What the exercise asks: Carry on the text about the Letters and Sounds phonics programme, starting after its final sentence.

### Source

The Department for Education has announced that Letters and Sounds, the free phonics teaching programme rolled out across schools as part of the Communication, Language and Literacy (CLL) programme for the National Strategies, is now not fit for purpose.
According to the DfE, it does not help schools to teach phonics synthetically, in a systematic and consistent way. Instead, schools will be encouraged to select a different programme from a DfE-validated list and buy it from approved suppliers.
What does history tell us about how to roll out a successful phonics scheme?
When Letters and Sounds was first rolled out, the implementation in schools was supported by a team of consultants, who were centrally employed and provided with ongoing training.
These consultants then worked with schools so that they themselves could provide training and ongoing support to teachers to ensure the scheme was understood and implemented effectively.
The rollout was supported by considerable ongoing professional development and training for all involved to ensure it was effective where it mattered – on the ground, in the classroom.
This approach worked – it was the right approach, and at the right time. And we know this because this approach had a measurable impact – a study by Machin and colleagues retrospectively identified an improvement in outcomes for schools where there was a consultant, working in collaboration with educators (Machin et al, 2018).

######
### Extracted material

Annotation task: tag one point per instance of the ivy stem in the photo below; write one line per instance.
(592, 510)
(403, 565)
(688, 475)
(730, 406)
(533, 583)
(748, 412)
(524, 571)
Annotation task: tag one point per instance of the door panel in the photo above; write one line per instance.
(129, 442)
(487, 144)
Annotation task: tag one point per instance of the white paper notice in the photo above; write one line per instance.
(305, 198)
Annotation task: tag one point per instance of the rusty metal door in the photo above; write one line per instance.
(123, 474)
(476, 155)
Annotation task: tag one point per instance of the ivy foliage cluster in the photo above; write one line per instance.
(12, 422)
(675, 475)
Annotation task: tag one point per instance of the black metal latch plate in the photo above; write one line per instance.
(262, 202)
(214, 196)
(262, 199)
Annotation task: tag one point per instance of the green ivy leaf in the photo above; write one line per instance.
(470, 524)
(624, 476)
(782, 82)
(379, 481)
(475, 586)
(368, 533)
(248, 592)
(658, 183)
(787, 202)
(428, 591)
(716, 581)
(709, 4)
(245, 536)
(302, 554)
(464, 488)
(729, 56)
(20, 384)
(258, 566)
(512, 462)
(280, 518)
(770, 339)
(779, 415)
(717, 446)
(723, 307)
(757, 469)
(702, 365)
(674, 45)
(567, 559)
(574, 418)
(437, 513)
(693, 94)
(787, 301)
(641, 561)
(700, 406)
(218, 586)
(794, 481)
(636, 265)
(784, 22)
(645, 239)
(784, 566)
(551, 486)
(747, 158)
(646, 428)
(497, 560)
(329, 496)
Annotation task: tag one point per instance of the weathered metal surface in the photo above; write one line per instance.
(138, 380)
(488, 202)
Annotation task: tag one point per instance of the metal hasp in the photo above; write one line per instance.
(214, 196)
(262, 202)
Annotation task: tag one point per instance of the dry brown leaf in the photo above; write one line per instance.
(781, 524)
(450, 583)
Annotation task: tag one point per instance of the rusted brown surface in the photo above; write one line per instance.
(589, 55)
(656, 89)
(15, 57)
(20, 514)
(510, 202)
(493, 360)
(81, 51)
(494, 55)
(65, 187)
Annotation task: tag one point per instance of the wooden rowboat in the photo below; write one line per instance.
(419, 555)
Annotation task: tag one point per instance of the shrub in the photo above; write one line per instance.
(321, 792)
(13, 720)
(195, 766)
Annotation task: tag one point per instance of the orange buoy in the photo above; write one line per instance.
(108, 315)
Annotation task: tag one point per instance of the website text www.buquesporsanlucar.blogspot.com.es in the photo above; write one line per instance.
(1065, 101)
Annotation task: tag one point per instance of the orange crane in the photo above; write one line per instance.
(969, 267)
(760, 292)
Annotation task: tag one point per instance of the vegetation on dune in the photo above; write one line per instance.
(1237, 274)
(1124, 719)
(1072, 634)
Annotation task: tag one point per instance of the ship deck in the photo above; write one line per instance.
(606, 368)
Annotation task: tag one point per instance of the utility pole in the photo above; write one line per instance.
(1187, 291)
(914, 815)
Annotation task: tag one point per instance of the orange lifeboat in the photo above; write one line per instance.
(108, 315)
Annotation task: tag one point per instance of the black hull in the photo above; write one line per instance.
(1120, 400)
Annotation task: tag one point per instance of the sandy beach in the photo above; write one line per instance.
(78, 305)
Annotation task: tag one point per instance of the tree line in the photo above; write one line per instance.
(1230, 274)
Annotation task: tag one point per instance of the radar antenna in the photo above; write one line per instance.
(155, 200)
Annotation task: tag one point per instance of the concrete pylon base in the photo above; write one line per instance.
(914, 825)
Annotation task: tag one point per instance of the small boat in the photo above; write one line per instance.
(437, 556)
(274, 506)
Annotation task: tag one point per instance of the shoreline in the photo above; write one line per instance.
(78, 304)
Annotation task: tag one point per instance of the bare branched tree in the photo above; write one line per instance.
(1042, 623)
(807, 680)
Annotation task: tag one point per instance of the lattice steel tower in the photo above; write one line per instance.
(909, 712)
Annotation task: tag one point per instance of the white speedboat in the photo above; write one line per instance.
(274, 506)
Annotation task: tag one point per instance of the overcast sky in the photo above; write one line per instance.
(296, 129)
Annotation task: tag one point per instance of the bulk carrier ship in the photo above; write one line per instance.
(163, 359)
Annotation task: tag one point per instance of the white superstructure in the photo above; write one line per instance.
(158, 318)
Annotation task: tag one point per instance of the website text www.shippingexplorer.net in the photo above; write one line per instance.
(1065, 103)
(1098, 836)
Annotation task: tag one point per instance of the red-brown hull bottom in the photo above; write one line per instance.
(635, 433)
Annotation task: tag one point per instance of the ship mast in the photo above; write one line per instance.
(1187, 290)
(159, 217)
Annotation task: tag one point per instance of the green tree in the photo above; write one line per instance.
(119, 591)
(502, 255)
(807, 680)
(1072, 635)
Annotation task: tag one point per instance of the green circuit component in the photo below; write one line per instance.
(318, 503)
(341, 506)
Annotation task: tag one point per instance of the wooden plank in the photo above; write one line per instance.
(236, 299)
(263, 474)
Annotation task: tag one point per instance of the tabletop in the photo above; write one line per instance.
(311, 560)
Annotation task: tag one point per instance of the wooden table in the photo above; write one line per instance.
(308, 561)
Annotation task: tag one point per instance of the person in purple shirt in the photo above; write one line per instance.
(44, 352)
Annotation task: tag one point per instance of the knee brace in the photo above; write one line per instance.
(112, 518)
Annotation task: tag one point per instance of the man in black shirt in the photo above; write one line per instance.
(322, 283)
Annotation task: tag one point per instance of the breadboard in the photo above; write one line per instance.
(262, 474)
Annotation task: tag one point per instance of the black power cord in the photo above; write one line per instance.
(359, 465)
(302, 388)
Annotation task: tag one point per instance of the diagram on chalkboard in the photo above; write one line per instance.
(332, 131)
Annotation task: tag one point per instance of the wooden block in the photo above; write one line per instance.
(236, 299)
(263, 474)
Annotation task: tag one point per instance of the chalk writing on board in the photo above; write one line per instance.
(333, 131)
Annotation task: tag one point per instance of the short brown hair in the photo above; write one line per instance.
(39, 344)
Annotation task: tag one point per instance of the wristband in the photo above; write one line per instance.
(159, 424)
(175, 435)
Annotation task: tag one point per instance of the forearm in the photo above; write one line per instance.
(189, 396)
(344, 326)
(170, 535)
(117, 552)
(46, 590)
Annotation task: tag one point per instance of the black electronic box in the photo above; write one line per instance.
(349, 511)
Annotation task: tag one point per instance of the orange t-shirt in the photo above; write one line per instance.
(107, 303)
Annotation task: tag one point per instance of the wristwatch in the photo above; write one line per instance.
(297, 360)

######

Answer to this problem:
Part of the success of this approach can be attributed to the way in which these consultants also focused on the development of communication and language – ensuring that all literacy teaching was grounded in a deep, rich understanding of children’s spoken language, communication and literacy development.
We saw huge success with phonics because they understood that the way we do something is often as important as what we do.
And why do we know this was a success? Because when there was an understanding that the way that we do something is often as important as what we do, it helped to develop phonics and improved outcomes – as seen in the Phonics Screening Check.
So is there any need to change?
There is no doubt that teaching phonics effectively is hard.
There is a considerable amount of subject knowledge required; it is easy to mispronounce phonemes when you are teaching a large group; it is not always an instinctively easy thing for children to understand – especially those who have a loose grasp of what letters/sounds/words/sentences are. Any Year 1 teacher will know exactly what I mean!
Because it is such an important and challenging area of learning, it is a sensible idea to be constantly reviewing our phonics provision in school and developing and refining our effectiveness.
Revisiting and refreshing our teaching should be part of the regular school development cycle for primary schools.
But is ditching Letters and Sounds the best way to do that?
What would improve the provision of phonics in primary schools?
The good news is that we already know what steps we can take to ensure that teachers develop their skills at teaching phonics.
The Education Endowment Foundation has suggested that we focus on ensuring that all staff are regularly trained well and have a deep understanding of the practices and principles of effective phonics teaching – and that the programme we use should ensure that we can teach in a sequenced and systematic way.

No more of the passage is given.